▸ Exercise brief:
Write out every single entry exactly.

▸ The records:
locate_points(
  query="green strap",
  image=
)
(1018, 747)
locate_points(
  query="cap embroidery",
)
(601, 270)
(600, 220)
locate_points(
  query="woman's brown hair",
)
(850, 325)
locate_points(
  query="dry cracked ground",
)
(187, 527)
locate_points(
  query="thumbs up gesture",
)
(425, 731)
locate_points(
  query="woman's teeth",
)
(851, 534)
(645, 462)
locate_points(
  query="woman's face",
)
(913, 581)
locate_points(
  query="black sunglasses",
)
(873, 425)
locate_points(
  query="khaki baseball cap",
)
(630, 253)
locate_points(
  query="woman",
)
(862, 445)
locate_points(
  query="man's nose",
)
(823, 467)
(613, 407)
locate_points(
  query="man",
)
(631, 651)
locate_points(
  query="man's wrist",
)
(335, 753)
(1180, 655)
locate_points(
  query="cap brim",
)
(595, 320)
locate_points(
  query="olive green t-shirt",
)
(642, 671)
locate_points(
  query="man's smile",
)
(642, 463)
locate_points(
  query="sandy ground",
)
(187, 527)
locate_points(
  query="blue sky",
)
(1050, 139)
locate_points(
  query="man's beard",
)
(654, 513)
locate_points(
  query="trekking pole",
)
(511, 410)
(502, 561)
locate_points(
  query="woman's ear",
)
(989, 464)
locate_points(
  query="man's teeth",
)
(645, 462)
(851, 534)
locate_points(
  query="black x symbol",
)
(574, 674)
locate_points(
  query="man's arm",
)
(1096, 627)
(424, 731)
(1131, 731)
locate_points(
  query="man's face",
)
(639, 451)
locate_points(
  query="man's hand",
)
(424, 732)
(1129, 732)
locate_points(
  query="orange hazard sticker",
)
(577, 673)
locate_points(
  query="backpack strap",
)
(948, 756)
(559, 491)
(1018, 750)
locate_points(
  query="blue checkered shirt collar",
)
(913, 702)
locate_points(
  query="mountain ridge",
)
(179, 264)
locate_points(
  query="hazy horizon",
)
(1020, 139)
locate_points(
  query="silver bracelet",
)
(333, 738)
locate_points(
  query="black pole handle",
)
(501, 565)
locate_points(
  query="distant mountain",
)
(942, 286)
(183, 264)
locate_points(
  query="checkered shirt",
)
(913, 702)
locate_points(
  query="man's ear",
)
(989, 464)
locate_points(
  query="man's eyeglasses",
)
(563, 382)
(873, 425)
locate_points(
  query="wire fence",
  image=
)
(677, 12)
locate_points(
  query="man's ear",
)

▸ Finished exercise:
locate_points(
  query="green strap",
  image=
)
(1018, 747)
locate_points(
  query="cap embroidery",
)
(601, 270)
(600, 220)
locate_points(
  query="woman's brown hair",
)
(850, 325)
locate_points(
  query="dry cracked ground",
)
(187, 527)
locate_points(
  query="thumbs up gesture",
)
(425, 731)
locate_points(
  query="woman's teeth",
)
(851, 534)
(645, 462)
locate_points(
  query="woman's face",
)
(913, 581)
locate_points(
  query="black sunglasses",
)
(873, 425)
locate_points(
  query="khaki baseball cap",
)
(630, 253)
locate_points(
  query="woman",
)
(862, 445)
locate_points(
  query="man's nose",
)
(823, 467)
(613, 407)
locate_points(
  query="man",
)
(631, 651)
locate_points(
  query="man's wrist",
)
(335, 753)
(1180, 655)
locate_points(
  query="cap brim",
)
(595, 320)
locate_points(
  query="olive green t-shirt",
)
(642, 671)
locate_points(
  query="man's smile",
)
(642, 463)
locate_points(
  query="sandy ground",
)
(187, 527)
locate_points(
  query="blue sky",
)
(1050, 139)
locate_points(
  query="man's beard",
)
(654, 513)
locate_points(
  query="trekking pole",
)
(511, 410)
(502, 561)
locate_points(
  query="woman's ear",
)
(989, 464)
locate_points(
  query="man's teeth",
)
(645, 462)
(851, 534)
locate_points(
  query="black x symbol",
)
(574, 674)
locate_points(
  query="man's arm",
)
(1096, 627)
(424, 731)
(1131, 731)
locate_points(
  query="man's face",
)
(639, 451)
locate_points(
  query="man's hand",
)
(424, 732)
(1129, 732)
locate_points(
  query="orange hazard sticker",
)
(577, 673)
locate_points(
  query="backpack strap",
)
(948, 756)
(559, 491)
(1018, 750)
locate_points(
  query="blue checkered shirt collar",
)
(913, 702)
locate_points(
  query="mountain ridge",
)
(179, 264)
locate_points(
  query="hazy horizon",
)
(1020, 139)
locate_points(
  query="silver bracelet",
)
(333, 738)
locate_points(
  query="black pole handle",
)
(501, 565)
locate_points(
  query="distant mountain",
)
(942, 286)
(183, 264)
locate_points(
  query="checkered shirt",
)
(913, 702)
locate_points(
  query="man's ear",
)
(989, 464)
locate_points(
  query="man's eyeglasses",
)
(563, 382)
(873, 425)
locate_points(
  query="wire fence",
  image=
)
(677, 12)
locate_points(
  query="man's ear",
)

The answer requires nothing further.